Given text —
Category Archives: Cookie

Easiest Holiday Cookies EVER: Mandelbrot (Jewish Biscotti)

To commemorate the holidays, all of the families in Rhys’ nursery class were asked to bring in a dish that is meaningful to their holiday celebrations. My first thought went to lefse, a thin Norwegian flat bread made from potatoes. When I was growing up, the best part of the holiday buffet table was always Nana’s lefse. She spread them with a thin swipe of lingonberry jam, and rolled them into tight cylinders. Nana’s lefse were more tortilla looking than other lefse I have seen, which look almost like lavash in size and thinness.

When I was 16 my Nana passed away and over the course of a decade, my grandma passed down Nana’s recipes and cooking equipment. I put dibs on the recipes, her Jell-o molds and tins of various design (fish, tubes, Bundts, grape clusters), and Nana’s coffee pot. I also inherited her lefse pin (a large rolling pin with striations in it so the potato dough doesn’t stick) and like a total moron, gave it away. Ugh, that stupid decision still gnaws away at my soul and makes me want to cry. So when I spotted a lefse pin on sale at Sur la Table a few weeks back, I snagged it and thought myself the luckiest person alive.

Exercise tasks —
• a. Please condense the paragraph of the holiday cookie post that begins "When I was 16" into a short bulleted list that keeps its main facts.
• b. Carry the holiday cookie post forward with the next part, beginning right after its final sentence.

(Records from a data collection)
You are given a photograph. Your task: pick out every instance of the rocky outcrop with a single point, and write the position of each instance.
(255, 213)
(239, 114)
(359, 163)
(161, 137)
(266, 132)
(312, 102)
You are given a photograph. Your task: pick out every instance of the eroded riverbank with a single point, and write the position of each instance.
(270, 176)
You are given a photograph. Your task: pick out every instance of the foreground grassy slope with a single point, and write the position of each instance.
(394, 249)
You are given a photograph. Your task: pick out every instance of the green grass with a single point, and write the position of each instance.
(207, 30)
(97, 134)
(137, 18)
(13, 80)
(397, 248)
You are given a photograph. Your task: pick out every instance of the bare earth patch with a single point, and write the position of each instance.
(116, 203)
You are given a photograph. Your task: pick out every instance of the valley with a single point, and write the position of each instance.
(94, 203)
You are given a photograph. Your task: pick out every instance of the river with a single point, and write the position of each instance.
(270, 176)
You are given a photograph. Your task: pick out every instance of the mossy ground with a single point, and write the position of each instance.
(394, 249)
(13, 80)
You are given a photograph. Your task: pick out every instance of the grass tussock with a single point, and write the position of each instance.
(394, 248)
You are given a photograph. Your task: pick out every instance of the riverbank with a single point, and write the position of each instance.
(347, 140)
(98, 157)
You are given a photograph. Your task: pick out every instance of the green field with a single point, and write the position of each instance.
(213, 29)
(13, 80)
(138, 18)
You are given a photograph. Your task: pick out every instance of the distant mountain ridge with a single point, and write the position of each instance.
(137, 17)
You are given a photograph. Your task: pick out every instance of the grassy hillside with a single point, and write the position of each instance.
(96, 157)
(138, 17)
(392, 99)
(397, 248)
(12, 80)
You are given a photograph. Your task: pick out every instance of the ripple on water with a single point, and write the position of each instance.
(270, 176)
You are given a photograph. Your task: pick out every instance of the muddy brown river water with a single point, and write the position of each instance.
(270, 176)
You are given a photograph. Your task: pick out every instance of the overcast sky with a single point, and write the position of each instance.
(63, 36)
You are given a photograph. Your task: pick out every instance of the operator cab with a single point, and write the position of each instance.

Final results —
• a.
- The narrator's Nana died when the narrator was 16, and over the next decade the narrator's grandma passed down Nana's recipes and cooking equipment.
- The narrator claimed the recipes, Nana's Jell-o molds and tins of various designs (fish, tubes, Bundts, grape clusters), and Nana's coffee pot.
- The narrator also inherited Nana's lefse pin, a large rolling pin with striations that keep the potato dough from sticking, but gave it away and still deeply regrets it.
- A few weeks back, the narrator spotted a lefse pin on sale at Sur la Table and bought it, feeling like the luckiest person alive.

• b.
Of course I’d make lefse for Rhys’s holiday party. Of course! I picked up lingonberry jam at a small Swedish sweet shop in the West Village. I had the potatoes ready to boil. I looked in the recipe box at Nana’s recipe at to my shock, it was a recipe FROM THE BACK OF A LEFSE MIX!!! No way Nana! Devastated (I mean, it’s like learning your mom’s mashed potatoes come from potato flakes!), I turned to the internet and discovered this lefse website and quickly became intimidated–would I need a lefse boogie board to roll out the dough? What about that lefse stick? A lefse grill? Did Nana have all those lefse toys (somehow, in her itty bitty Chicago kitchen without even a proper counter–she did all of her cooking prep work on a formica kitchen table)?

Okay, by now it’s nearly 10am and the party is at 2:30. In between which I have to drive and deliver my dad to Delta at the airport. Lefse was quickly escaping my grasp…should I try anyway? I quickly envisioned myself happily ricing potatoes, making the dough, rolling the super thin pancakes, the dough sticking, the frustration growing, the dough tearing, flour getting everywhere, nothing working, and me throwing dough across the kitchen, stomping my feet, and having a full-on potty-mouthed tantrum. Okay, skip that. I made mandelbrot instead.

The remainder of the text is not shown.